(Extracted data entries)
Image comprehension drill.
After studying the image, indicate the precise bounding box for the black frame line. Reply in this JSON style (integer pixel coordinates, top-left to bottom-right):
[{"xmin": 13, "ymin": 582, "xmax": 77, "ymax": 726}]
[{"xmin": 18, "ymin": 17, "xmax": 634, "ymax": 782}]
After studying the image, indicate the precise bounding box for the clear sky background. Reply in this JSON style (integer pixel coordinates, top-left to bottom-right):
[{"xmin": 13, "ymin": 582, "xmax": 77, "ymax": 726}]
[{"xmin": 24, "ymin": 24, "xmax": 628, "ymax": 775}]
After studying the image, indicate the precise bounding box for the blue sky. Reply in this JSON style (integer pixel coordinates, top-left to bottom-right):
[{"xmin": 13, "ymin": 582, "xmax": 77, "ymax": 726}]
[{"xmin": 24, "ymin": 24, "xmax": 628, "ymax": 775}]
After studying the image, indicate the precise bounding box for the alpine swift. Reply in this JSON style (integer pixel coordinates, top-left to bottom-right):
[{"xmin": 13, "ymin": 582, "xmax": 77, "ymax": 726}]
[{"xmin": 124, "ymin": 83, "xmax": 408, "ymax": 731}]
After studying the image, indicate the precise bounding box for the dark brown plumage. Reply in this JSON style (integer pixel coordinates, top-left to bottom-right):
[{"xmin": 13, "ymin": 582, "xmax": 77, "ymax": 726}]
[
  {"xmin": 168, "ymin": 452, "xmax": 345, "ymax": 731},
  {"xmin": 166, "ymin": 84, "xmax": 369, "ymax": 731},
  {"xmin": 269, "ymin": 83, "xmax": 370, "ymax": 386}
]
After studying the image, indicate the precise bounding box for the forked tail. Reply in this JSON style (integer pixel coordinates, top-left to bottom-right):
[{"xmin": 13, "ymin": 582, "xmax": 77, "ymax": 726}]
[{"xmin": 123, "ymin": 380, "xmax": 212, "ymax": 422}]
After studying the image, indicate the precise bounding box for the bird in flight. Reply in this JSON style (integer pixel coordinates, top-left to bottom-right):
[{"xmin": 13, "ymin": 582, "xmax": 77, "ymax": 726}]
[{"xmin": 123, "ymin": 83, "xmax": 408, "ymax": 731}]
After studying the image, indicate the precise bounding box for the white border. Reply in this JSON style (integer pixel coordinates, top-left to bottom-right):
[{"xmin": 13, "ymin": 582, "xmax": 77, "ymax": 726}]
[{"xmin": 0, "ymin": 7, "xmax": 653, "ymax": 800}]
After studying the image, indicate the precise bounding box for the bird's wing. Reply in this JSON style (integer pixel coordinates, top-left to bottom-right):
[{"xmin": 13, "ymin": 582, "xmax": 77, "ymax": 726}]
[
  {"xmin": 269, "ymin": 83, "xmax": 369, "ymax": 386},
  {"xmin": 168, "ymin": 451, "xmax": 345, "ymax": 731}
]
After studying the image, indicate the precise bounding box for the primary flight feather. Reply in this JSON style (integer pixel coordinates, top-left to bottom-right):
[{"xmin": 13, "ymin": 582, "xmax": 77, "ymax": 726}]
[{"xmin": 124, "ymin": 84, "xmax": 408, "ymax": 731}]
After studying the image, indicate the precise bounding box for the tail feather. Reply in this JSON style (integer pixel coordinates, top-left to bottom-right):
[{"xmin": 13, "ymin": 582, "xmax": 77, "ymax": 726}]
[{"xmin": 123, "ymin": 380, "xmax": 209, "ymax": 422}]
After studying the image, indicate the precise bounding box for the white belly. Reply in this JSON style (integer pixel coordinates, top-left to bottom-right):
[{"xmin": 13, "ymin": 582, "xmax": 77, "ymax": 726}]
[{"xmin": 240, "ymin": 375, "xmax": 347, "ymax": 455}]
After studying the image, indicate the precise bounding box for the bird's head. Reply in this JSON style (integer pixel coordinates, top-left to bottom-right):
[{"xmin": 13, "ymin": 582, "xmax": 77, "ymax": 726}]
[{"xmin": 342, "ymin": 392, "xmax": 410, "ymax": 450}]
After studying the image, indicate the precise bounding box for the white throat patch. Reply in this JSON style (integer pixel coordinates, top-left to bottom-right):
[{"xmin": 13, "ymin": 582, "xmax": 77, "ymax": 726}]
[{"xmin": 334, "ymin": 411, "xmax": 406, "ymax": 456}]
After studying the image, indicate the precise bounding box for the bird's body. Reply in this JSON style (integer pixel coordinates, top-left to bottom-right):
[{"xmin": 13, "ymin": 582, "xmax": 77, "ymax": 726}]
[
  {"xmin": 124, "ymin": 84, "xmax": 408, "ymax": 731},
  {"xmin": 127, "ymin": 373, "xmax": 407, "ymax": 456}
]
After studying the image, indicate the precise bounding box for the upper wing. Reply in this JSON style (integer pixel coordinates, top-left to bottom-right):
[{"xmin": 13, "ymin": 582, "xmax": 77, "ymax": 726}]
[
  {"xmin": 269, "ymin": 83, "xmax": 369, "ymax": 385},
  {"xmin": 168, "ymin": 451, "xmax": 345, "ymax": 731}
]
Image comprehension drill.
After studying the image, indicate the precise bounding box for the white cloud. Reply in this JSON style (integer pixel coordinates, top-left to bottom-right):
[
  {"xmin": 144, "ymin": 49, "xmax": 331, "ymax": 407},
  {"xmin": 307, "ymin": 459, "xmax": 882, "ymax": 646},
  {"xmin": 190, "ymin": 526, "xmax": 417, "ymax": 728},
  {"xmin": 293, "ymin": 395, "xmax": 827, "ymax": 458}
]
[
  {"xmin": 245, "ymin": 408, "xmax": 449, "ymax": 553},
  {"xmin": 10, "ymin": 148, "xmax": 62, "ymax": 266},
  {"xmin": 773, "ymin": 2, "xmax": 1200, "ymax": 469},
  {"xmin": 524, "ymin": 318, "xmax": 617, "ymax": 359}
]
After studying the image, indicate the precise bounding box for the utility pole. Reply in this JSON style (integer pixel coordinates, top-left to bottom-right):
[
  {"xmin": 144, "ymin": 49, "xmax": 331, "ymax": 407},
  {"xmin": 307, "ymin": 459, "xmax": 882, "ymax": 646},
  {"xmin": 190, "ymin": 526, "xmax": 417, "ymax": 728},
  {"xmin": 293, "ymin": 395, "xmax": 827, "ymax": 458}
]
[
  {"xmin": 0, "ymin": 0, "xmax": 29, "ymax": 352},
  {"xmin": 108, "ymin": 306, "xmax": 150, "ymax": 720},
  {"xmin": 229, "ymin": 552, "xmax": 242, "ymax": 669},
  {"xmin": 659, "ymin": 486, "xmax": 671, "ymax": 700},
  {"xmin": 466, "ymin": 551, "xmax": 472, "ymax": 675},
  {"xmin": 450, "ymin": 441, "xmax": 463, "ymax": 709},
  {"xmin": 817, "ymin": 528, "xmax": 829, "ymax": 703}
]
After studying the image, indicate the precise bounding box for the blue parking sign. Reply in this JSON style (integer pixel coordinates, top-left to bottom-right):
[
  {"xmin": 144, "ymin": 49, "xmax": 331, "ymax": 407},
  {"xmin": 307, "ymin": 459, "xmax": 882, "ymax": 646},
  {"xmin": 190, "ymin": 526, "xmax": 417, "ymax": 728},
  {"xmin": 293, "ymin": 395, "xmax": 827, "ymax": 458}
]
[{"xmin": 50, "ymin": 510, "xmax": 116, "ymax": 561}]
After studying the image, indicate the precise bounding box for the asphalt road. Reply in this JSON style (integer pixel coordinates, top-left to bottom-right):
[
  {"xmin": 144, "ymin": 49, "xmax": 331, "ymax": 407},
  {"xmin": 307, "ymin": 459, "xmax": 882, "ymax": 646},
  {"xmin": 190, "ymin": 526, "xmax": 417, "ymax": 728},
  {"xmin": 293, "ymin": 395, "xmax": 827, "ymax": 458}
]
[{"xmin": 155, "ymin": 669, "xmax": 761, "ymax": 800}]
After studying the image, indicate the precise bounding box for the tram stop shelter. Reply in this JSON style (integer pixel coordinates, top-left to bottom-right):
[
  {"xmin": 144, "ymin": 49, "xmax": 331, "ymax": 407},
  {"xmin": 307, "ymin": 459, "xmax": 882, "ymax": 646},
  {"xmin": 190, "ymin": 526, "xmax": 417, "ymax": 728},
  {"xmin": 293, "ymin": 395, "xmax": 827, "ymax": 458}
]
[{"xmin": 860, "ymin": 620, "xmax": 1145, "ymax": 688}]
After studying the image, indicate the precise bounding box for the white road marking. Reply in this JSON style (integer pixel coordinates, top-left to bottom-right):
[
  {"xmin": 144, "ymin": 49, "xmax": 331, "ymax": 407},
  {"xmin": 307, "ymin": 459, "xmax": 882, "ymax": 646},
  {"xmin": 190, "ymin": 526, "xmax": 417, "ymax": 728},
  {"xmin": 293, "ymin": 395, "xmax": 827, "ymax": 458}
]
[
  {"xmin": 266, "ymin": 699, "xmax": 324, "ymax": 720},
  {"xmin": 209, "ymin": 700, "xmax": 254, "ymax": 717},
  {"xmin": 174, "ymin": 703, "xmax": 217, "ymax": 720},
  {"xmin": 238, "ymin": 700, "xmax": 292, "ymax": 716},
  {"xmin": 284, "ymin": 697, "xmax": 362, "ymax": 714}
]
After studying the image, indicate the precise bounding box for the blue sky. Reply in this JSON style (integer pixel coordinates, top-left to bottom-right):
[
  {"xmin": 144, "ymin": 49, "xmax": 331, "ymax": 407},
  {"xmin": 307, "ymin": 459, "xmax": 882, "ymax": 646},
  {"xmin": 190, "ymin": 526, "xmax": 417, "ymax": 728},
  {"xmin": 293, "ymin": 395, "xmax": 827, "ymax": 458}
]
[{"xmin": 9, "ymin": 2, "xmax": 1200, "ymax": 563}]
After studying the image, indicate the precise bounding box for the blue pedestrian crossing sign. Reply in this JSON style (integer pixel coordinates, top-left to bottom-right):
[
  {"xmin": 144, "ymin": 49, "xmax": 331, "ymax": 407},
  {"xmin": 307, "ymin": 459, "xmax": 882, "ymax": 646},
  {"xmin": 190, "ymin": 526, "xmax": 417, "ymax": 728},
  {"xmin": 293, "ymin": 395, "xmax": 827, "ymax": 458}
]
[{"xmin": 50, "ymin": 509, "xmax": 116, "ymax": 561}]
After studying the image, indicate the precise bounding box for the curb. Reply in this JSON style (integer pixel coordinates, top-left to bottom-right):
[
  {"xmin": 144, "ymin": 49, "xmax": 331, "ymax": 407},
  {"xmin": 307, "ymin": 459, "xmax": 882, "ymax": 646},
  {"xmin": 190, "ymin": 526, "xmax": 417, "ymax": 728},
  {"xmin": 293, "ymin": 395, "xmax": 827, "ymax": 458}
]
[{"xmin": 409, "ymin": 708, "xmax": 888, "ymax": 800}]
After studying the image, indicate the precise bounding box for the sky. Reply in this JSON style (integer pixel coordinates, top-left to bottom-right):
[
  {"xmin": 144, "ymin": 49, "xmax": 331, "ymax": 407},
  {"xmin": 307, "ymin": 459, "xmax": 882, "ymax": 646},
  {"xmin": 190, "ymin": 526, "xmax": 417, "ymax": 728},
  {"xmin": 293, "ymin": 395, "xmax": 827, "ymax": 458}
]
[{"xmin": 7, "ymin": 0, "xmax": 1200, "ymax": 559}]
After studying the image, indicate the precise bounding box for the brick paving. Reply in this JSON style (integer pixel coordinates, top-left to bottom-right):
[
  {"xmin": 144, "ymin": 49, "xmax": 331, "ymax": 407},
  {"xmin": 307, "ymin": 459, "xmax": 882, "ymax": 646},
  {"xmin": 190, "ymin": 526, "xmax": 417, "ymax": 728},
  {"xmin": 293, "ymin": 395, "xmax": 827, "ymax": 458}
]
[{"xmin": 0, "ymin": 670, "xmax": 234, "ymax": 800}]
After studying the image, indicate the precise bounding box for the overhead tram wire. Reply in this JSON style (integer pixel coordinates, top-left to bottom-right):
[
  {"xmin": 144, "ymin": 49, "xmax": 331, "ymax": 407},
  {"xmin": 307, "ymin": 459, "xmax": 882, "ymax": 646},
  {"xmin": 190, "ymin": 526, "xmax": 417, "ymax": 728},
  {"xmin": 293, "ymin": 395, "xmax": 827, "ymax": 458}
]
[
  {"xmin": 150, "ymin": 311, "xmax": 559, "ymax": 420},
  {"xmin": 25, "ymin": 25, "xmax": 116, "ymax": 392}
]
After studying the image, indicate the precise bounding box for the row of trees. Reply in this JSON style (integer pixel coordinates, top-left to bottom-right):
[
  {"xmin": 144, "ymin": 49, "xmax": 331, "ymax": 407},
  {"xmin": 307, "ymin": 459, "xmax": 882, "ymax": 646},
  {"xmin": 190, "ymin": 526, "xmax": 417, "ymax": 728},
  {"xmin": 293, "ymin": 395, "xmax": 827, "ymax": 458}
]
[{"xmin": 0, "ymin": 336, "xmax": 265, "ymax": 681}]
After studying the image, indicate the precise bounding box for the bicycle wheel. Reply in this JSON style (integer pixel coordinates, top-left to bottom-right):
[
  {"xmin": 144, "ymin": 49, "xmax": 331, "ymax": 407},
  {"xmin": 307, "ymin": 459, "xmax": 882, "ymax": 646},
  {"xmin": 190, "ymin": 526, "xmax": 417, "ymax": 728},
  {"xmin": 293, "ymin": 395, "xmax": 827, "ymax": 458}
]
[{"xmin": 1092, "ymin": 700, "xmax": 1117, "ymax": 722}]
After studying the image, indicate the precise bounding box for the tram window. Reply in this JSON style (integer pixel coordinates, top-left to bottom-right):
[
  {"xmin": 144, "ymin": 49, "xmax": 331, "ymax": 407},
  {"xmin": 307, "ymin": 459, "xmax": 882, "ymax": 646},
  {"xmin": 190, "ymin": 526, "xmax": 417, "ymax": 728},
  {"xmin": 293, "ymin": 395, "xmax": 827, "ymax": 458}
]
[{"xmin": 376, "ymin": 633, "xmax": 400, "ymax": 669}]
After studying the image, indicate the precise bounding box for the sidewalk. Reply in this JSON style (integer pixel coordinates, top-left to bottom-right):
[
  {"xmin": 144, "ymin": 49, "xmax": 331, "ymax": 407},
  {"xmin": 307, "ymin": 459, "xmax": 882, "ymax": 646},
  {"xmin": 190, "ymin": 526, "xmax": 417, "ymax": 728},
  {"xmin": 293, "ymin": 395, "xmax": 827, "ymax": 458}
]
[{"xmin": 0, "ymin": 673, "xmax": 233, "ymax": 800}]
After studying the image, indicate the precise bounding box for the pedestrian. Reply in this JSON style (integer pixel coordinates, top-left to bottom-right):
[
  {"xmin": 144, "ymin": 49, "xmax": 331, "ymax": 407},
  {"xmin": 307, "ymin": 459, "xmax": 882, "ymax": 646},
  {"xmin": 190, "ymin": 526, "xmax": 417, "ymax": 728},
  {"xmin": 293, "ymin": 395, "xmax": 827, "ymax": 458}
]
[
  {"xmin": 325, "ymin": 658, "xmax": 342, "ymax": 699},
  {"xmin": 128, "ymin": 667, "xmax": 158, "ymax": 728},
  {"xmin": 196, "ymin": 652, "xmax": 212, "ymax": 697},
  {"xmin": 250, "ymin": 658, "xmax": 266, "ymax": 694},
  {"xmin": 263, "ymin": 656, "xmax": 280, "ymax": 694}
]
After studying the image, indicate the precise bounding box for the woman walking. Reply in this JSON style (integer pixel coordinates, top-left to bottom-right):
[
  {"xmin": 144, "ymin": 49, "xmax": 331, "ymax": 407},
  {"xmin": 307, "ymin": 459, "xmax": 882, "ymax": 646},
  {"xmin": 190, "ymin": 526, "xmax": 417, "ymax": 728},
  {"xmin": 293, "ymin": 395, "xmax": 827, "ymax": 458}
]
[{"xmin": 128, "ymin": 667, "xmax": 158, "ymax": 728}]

__Your objective__. Take the line that contains "for the sidewalk." and every line after it through the end of the listing above, and repeat them exactly.

__Written solution__.
After studying the image, indicate the precise bounding box for the sidewalk. Reply in this JSON style (integer pixel coordinates, top-left to bottom-right):
[
  {"xmin": 144, "ymin": 49, "xmax": 331, "ymax": 407},
  {"xmin": 307, "ymin": 459, "xmax": 882, "ymax": 646},
  {"xmin": 190, "ymin": 526, "xmax": 417, "ymax": 728},
  {"xmin": 293, "ymin": 395, "xmax": 827, "ymax": 458}
]
[{"xmin": 0, "ymin": 673, "xmax": 233, "ymax": 800}]
After studying the image, indicate the precise bounding box for the pedestrian. Reply in this JSON style (integer pixel coordinates, top-left to bottom-right):
[
  {"xmin": 144, "ymin": 49, "xmax": 331, "ymax": 407},
  {"xmin": 307, "ymin": 459, "xmax": 882, "ymax": 646},
  {"xmin": 190, "ymin": 526, "xmax": 417, "ymax": 728},
  {"xmin": 293, "ymin": 395, "xmax": 827, "ymax": 458}
]
[
  {"xmin": 325, "ymin": 658, "xmax": 342, "ymax": 699},
  {"xmin": 128, "ymin": 667, "xmax": 158, "ymax": 728},
  {"xmin": 196, "ymin": 652, "xmax": 212, "ymax": 697},
  {"xmin": 250, "ymin": 658, "xmax": 266, "ymax": 694},
  {"xmin": 263, "ymin": 656, "xmax": 280, "ymax": 694}
]
After studying the image, indicate the precise bounding box for the woman walking. Reply in this JSON style (integer pixel coordinates, top-left to bottom-right):
[
  {"xmin": 144, "ymin": 49, "xmax": 331, "ymax": 407},
  {"xmin": 307, "ymin": 459, "xmax": 882, "ymax": 646},
  {"xmin": 190, "ymin": 526, "xmax": 417, "ymax": 728},
  {"xmin": 293, "ymin": 395, "xmax": 827, "ymax": 458}
]
[{"xmin": 128, "ymin": 667, "xmax": 158, "ymax": 728}]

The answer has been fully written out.